■ Assigned task
Nothing but the pictures may be left out. Restate the rest of the entries word for word.

■ Records for the task
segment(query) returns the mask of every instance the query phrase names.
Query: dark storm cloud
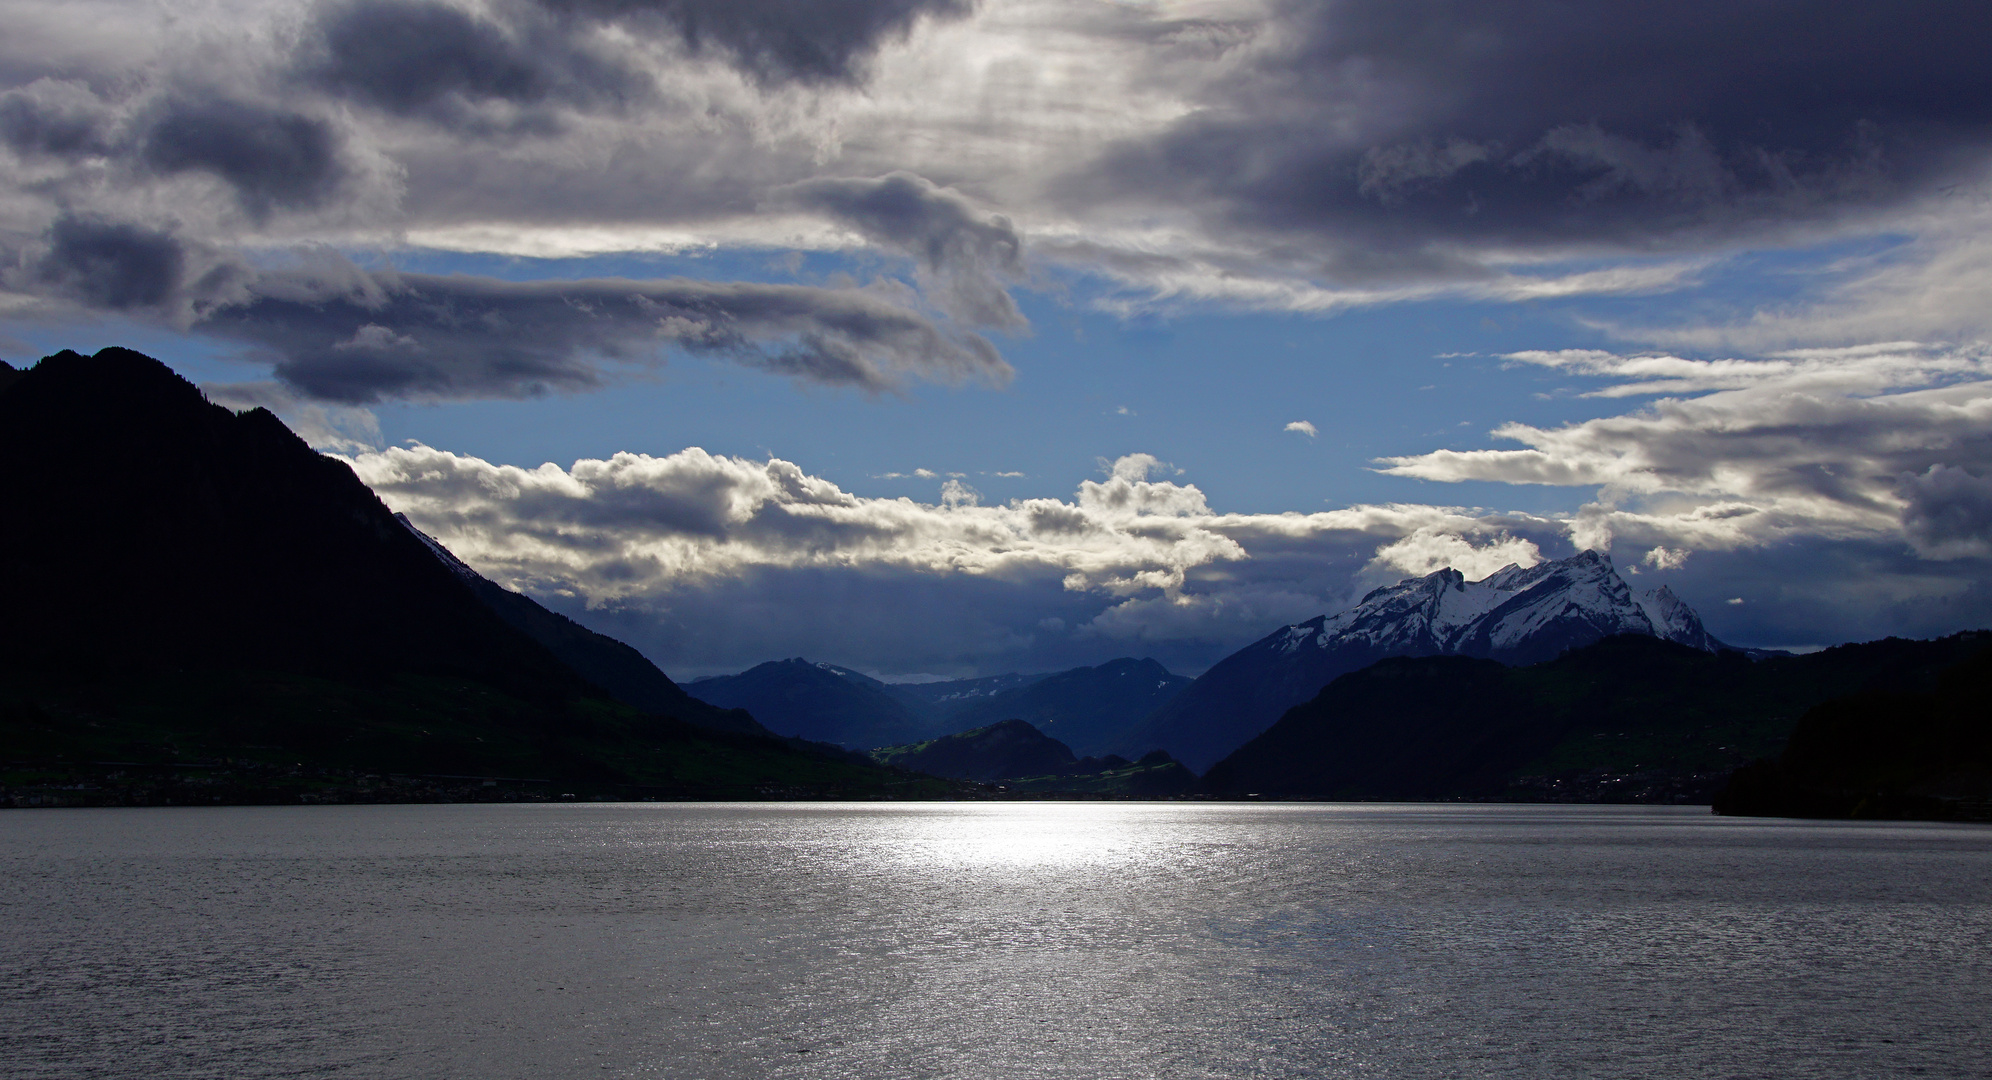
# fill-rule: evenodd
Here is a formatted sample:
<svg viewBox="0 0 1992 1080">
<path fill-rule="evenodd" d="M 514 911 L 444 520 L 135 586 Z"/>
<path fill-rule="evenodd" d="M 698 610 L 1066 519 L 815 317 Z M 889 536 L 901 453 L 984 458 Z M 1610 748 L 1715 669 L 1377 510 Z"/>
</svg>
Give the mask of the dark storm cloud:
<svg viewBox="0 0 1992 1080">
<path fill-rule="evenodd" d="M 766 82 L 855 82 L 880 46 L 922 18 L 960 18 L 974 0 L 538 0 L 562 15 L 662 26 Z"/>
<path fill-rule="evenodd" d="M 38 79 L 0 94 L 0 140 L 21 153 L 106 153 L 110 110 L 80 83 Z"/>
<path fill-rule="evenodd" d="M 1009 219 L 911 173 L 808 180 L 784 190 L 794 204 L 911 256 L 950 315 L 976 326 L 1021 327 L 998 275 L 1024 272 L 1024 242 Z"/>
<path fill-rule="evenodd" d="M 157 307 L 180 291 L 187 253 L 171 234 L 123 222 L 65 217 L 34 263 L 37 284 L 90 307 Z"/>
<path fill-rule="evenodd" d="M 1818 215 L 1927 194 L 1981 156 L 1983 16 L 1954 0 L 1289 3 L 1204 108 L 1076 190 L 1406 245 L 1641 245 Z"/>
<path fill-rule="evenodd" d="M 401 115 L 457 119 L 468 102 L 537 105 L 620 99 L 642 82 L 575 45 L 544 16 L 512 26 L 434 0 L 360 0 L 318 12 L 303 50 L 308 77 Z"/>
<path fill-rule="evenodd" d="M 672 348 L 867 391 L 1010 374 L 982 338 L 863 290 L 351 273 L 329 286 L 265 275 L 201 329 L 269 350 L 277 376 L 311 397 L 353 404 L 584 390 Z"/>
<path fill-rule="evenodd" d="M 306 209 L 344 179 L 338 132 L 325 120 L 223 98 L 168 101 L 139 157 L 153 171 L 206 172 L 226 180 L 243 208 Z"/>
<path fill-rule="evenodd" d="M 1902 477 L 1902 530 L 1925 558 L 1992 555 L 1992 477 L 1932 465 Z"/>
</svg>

■ Exercise answer
segment(query) returns the mask of every instance the query phrase names.
Query: dark storm cloud
# fill-rule: evenodd
Here is a formatted sample:
<svg viewBox="0 0 1992 1080">
<path fill-rule="evenodd" d="M 514 911 L 444 520 L 135 586 Z"/>
<path fill-rule="evenodd" d="M 698 610 L 1066 519 L 815 317 Z M 889 536 L 901 453 L 984 458 Z M 1610 748 L 1715 669 L 1377 510 Z"/>
</svg>
Give the mask of the dark storm cloud:
<svg viewBox="0 0 1992 1080">
<path fill-rule="evenodd" d="M 766 82 L 855 82 L 880 46 L 922 18 L 960 18 L 974 0 L 538 0 L 562 15 L 662 26 Z"/>
<path fill-rule="evenodd" d="M 38 79 L 0 94 L 0 140 L 21 153 L 106 153 L 110 110 L 80 83 Z"/>
<path fill-rule="evenodd" d="M 1009 219 L 911 173 L 808 180 L 784 190 L 794 204 L 911 256 L 950 315 L 976 326 L 1021 327 L 998 275 L 1024 272 L 1024 242 Z"/>
<path fill-rule="evenodd" d="M 157 307 L 180 291 L 187 253 L 171 234 L 123 222 L 65 217 L 34 263 L 37 284 L 90 307 Z"/>
<path fill-rule="evenodd" d="M 1818 215 L 1927 194 L 1981 156 L 1983 16 L 1954 0 L 1289 3 L 1204 108 L 1076 190 L 1406 245 L 1641 245 Z"/>
<path fill-rule="evenodd" d="M 401 115 L 457 119 L 468 102 L 537 105 L 620 99 L 642 82 L 575 45 L 544 16 L 512 26 L 434 0 L 360 0 L 318 12 L 303 50 L 308 77 Z"/>
<path fill-rule="evenodd" d="M 672 348 L 867 391 L 1010 374 L 982 338 L 863 290 L 351 273 L 329 286 L 265 275 L 201 329 L 269 350 L 277 376 L 311 397 L 353 404 L 584 390 Z"/>
<path fill-rule="evenodd" d="M 306 209 L 344 179 L 338 132 L 325 120 L 223 98 L 168 101 L 139 157 L 153 171 L 206 172 L 226 180 L 243 208 Z"/>
<path fill-rule="evenodd" d="M 1902 477 L 1902 530 L 1925 558 L 1992 555 L 1992 477 L 1932 465 Z"/>
</svg>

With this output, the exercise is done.